▶ Work instructions
Transcribe all of the entries below word for word, leaving out the pictures.

▶ Data lines
════════════════════

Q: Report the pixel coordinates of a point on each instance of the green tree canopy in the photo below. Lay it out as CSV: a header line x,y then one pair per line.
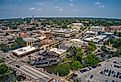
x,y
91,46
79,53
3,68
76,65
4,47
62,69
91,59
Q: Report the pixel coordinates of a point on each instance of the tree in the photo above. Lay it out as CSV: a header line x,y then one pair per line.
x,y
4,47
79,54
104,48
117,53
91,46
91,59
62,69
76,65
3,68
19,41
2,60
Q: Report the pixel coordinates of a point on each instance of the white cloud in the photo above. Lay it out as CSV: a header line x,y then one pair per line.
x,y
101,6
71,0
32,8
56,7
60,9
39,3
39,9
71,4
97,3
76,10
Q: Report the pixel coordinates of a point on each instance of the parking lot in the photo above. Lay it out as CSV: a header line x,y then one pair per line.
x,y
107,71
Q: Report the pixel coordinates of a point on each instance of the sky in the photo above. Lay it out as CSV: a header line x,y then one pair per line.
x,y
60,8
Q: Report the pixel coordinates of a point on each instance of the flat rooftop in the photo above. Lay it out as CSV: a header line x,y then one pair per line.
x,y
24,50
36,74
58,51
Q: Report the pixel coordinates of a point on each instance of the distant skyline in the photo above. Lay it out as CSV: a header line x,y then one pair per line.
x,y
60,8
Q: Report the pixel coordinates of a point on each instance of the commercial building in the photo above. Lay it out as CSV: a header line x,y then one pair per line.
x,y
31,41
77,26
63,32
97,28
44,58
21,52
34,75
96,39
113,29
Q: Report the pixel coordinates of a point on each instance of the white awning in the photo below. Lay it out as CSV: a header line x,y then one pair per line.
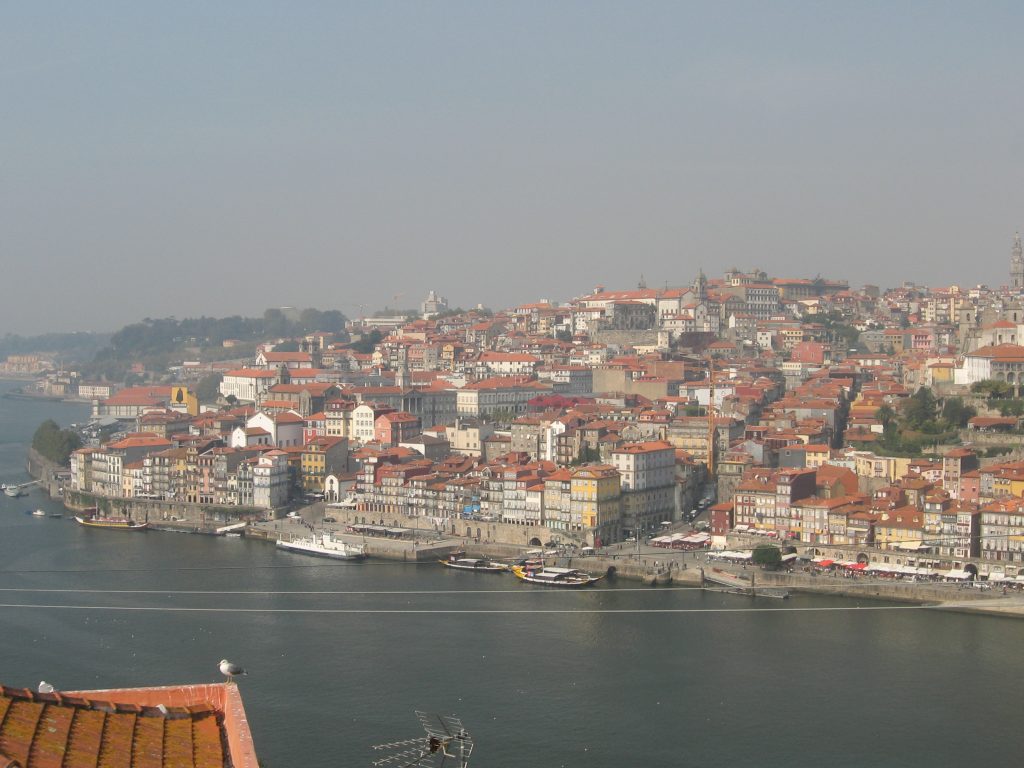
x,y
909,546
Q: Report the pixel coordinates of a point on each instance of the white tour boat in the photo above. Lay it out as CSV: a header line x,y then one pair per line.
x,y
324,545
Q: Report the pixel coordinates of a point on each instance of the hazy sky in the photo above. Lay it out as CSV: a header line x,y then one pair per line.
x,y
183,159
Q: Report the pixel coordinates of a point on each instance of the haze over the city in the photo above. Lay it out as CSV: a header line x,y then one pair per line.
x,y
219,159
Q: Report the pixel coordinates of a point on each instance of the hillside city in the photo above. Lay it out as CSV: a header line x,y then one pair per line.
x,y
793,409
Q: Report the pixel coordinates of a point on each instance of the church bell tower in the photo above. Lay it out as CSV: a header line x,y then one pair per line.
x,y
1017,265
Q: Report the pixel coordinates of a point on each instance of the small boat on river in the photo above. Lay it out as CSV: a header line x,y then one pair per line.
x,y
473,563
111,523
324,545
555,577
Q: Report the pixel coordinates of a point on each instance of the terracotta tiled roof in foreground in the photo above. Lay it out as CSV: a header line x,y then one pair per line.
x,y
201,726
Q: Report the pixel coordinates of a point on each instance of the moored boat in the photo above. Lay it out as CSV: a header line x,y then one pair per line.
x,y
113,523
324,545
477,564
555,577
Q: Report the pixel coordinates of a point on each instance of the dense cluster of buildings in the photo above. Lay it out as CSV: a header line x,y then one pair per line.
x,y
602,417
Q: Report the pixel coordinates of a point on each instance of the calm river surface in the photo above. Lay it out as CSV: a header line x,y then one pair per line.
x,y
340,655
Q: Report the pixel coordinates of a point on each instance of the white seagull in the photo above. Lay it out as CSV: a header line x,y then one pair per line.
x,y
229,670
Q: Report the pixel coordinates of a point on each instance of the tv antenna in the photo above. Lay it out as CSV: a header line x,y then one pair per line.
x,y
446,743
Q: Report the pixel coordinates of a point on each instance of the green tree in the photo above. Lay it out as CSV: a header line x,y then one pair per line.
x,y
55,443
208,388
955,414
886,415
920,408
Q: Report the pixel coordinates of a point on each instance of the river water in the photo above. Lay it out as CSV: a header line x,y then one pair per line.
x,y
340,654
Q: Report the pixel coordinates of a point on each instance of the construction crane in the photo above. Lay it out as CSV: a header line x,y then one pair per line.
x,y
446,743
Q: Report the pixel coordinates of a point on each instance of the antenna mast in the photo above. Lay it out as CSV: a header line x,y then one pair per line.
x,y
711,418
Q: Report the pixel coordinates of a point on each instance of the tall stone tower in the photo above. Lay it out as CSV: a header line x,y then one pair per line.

════════════════════

▶ Exercise result
Q: Report the pixel coordinates of a point on each instance of the green tree canopy in the photo below. Lay it out as CSV: a header line x,y then one pair per line.
x,y
91,46
79,53
3,68
76,65
4,47
62,69
91,59
Q: Report the pixel coordinates of a point on each instance of the tree in the photo above. Lay it out as CSV: a header line x,y then one pair per line.
x,y
4,47
79,54
104,48
117,53
91,46
91,59
62,69
76,65
3,68
19,41
2,60
Q: Report the pixel coordinates of a point on each instance of the white cloud in the photo above. Lay it out as CSV: a header line x,y then one pair per line.
x,y
101,6
71,0
32,8
56,7
60,9
39,3
39,9
71,4
97,3
76,10
Q: Report the pixel coordinates of a point on each instance of the parking lot in the photo above. Lay it out as CSV: a header line x,y then one pair per line.
x,y
107,71
Q: Report the pixel coordinates of a point on each instance of the sky in the photo above. Lay it out as CSV: a header line x,y then one pair per line.
x,y
60,8
Q: Report the pixel coordinates of a point on each instance of the flat rooftop in the photo above. Lay it out as CSV: a header line x,y then one pair per line.
x,y
24,50
36,74
58,51
Q: Report the pixel coordinates of a point on each instance of the distant skyline in the photo above. Lay it out as CSV: a header line x,y then one pair per line.
x,y
60,8
Q: Report the pixel coordinates of a point on each instance of the commercial building in the photo above. Lay it out as CSV: a header line x,y then one pair per line.
x,y
31,41
77,26
63,32
97,28
44,58
21,52
34,75
96,39
113,29
Q: Report the pixel coordinates of a point on each instance of the white awning in the photo below. Lay it out as CSV: a header line x,y then one pair per line.
x,y
909,546
Q: Report the pixel coordinates of a point on each instance of the white tour boat in the photo above. Lay it out as CSV: a header line x,y then one pair per line.
x,y
324,545
Q: Report the pixel coordinates of a point on each instance of the hazy sky in the photo above. Lay it out as CSV: a header line x,y then one pair per line.
x,y
183,159
Q: Report the pixel coordinates of a point on each instance of the haze over the city in the photo above. Lay it out as CSV: a header line x,y then one pair per line.
x,y
219,159
Q: Report the pixel coordinates of a point on each instance of the hillside city in the photo above. Lay it out as CSV: a header line x,y then one pair per line.
x,y
793,409
Q: Report the pixel coordinates of a point on each instance of the church bell tower in the photo above. Lay it out as CSV: a header line x,y then one pair per line.
x,y
1017,265
Q: Report the pixel coordinates of a point on each instance of the small boat on river in the photo above. Lay it out as CSV: a header line x,y then one pair per line.
x,y
473,563
111,523
324,545
555,577
Q: Report the pixel coordinates of a point on each instance of the terracotta tiled roof in foreground in the photo above. Lay it out as CSV: a header line x,y then one pair per line.
x,y
201,726
Q: Report the pixel coordinates of a point on each instance of the moored boat in the photo above. Lay it out as CSV: a header line x,y then one pair per line.
x,y
113,523
324,545
477,564
555,577
Q: Report the pixel coordinates of a point on each instance of the dense cluster of buildings in the photo above. Lay it out as CSV: a header line x,y then one pair per line.
x,y
602,417
Q: Report the pixel coordinates of a point on each instance of the calm river surface in the photo above. Lay it out as CSV: a header line x,y then one pair per line.
x,y
340,655
Q: Report the pixel coordinates of a point on each instance of the white seagull in the photo above. Lay it out as CSV: a header line x,y then one pair per line.
x,y
229,670
Q: Report the pixel coordinates of a point on each instance of the tv antenna in the photo above. Lay it out as CSV: a header line x,y then one pair per line.
x,y
446,743
Q: Report the pixel coordinates of a point on each instance of the green tree in the photo above. Lay it out as CSV: a header line x,y then one pair per line.
x,y
55,443
208,388
955,414
886,415
920,408
Q: Report the pixel coordinates of a point on each instance of the river water in the photo above. Lay it out as CSV: a header line x,y then one pair per line.
x,y
340,654
Q: Report the pixel coordinates of a point on each instance of the construction crane in the photo above. Lay it out as CSV: a header line x,y then one pair per line.
x,y
446,743
Q: Report the pixel coordinates of a point on each instance of the antenna mast in the photo above. Lay it out as CSV: a header line x,y then one pair per line.
x,y
711,418
Q: Report the pixel coordinates of a point on each instance of the tall stone tower in the photo above. Lay it out as CSV: a header line x,y then one pair per line.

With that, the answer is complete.